17

I am currently writing some glsl like vector math classes in C++, and I just implemented an abs() function like this:

template<class T>
static inline T abs(T _a)
{
    return _a < 0 ? -_a : _a;
}

I compared its speed to the default C++ abs from math.h like this:

clock_t begin = clock();
for(int i=0; i<10000000; ++i)
{
    float a = abs(-1.25);
};

clock_t end = clock();
unsigned long time1 = (unsigned long)((float)(end-begin) / ((float)CLOCKS_PER_SEC/1000.0));

begin = clock();
for(int i=0; i<10000000; ++i)
{
    float a  = myMath::abs(-1.25);
};
end = clock();
unsigned long time2 = (unsigned long)((float)(end-begin) / ((float)CLOCKS_PER_SEC/1000.0));

std::cout<<time1<<std::endl;
std::cout<<time2<<std::endl;

Now the default abs takes about 25ms while mine takes 60. I guess there is some low level optimisation going on. Does anybody know how math.h abs works internally? The performance difference is nothing dramatic, but I am just curious!

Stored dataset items
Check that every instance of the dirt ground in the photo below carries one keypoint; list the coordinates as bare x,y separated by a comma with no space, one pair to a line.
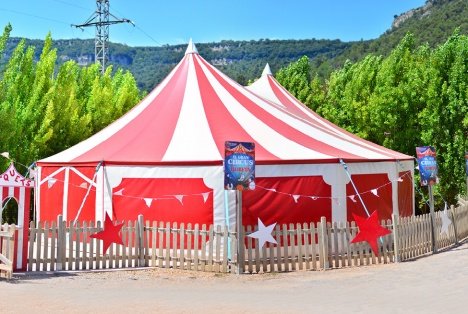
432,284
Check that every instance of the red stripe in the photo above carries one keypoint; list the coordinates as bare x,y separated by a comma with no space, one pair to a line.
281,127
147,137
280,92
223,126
* * *
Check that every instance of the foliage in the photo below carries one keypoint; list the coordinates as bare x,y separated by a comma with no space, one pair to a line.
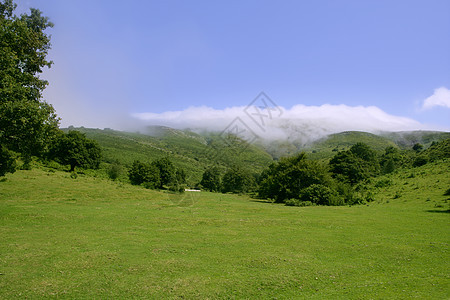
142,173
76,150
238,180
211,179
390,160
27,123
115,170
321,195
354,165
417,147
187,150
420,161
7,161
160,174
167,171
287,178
--
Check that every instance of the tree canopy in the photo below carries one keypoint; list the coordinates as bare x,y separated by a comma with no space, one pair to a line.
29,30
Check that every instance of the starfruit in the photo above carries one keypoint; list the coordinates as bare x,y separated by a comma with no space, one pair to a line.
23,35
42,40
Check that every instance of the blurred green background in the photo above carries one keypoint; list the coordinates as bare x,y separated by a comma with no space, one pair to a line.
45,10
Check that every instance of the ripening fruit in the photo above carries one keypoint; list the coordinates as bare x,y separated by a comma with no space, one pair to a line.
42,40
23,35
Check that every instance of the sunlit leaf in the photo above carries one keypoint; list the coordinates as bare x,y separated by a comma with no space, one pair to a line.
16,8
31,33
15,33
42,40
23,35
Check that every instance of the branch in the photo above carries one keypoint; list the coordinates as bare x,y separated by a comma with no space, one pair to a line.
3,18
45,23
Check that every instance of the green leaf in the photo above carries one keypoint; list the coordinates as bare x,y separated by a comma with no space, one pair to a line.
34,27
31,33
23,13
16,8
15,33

• [DESCRIPTION OF THE TASK] Reproduce the entire post about the speed of a custom abs() function in C++, word for word.

• [TASK SOLUTION]
17

I am currently writing some glsl like vector math classes in C++, and I just implemented an abs() function like this:

template<class T>
static inline T abs(T _a)
{
    return _a < 0 ? -_a : _a;
}

I compared its speed to the default C++ abs from math.h like this:

clock_t begin = clock();
for(int i=0; i<10000000; ++i)
{
    float a = abs(-1.25);
};

clock_t end = clock();
unsigned long time1 = (unsigned long)((float)(end-begin) / ((float)CLOCKS_PER_SEC/1000.0));

begin = clock();
for(int i=0; i<10000000; ++i)
{
    float a  = myMath::abs(-1.25);
};
end = clock();
unsigned long time2 = (unsigned long)((float)(end-begin) / ((float)CLOCKS_PER_SEC/1000.0));

std::cout<<time1<<std::endl;
std::cout<<time2<<std::endl;

Now the default abs takes about 25ms while mine takes 60. I guess there is some low level optimisation going on. Does anybody know how math.h abs works internally? The performance difference is nothing dramatic, but I am just curious!